## PAGE
Start
You own the hardware, but not the software. Re-read your EULAs.
The hardware is fine, you can (still) go and install Linux or maybe the open-source Darwin on it. Then you'll have the complete control, and also the complete responsibility.
The idea of iOS, and increasingly macOS, is that it's like a hosted service controlled by Apple, but on your local device. This allows for various valuable security and usability guarantees, and for an ecosystem for which commercial vendors are willing to develop software. It works exactly because much of the agency is removed from the user, and given to Apple, which has both different expertise and incentives.
I like my distro's package manager more than App Store, it gives me more freedom and a different set of choices. Most people, who are not versed well in computer internals, won't be happy to trade App Store to a package manager, and limit themselves with free software.
Freedom has a cost, and for many people the cost of a particular piece of freedom is too high.
This is free market for you. They offer something, you accept the offer if you want. Re-read the EULAs, for you have agreed with their provisions.
Would you prefer the government to set rules about what kind of access you have to have to your computer (and maybe force the evil corps give you more freedom)? That won't even be funny. Corporations at the very least are interested in keeping you as a customer. Any government, given a chance, would mandate spyware and backdoors, for your safety, but mostly for their safety. Examples abound; look at China, Turkey, Kazakhstan, etc.
End
## DATA LISTING
Start
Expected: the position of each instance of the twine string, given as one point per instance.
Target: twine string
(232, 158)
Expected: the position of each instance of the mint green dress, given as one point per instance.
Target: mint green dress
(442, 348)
End
Start
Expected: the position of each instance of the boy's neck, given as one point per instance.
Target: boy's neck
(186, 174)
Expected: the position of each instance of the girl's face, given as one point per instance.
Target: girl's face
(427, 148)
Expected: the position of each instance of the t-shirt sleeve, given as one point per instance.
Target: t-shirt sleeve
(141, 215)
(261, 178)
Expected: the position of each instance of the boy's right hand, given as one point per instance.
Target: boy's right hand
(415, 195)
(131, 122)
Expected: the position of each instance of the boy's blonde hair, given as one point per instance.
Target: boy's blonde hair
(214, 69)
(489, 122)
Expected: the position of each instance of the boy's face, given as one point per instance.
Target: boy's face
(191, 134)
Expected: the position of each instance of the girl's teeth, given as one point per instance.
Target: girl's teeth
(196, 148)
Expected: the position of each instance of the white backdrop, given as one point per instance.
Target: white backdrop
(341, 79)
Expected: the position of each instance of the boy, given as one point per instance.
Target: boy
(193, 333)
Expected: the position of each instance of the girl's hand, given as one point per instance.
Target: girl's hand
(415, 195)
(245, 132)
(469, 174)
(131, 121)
End
Answer these from the comment about Apple and software ownership above:
1. Which operating systems does it say you can still install on the hardware?
2. What does the writer like more than the App Store?
3. Which countries are named as examples of what governments would do?

1. Linux or the open-source Darwin.
2. Their distro's package manager.
3. China, Turkey and Kazakhstan.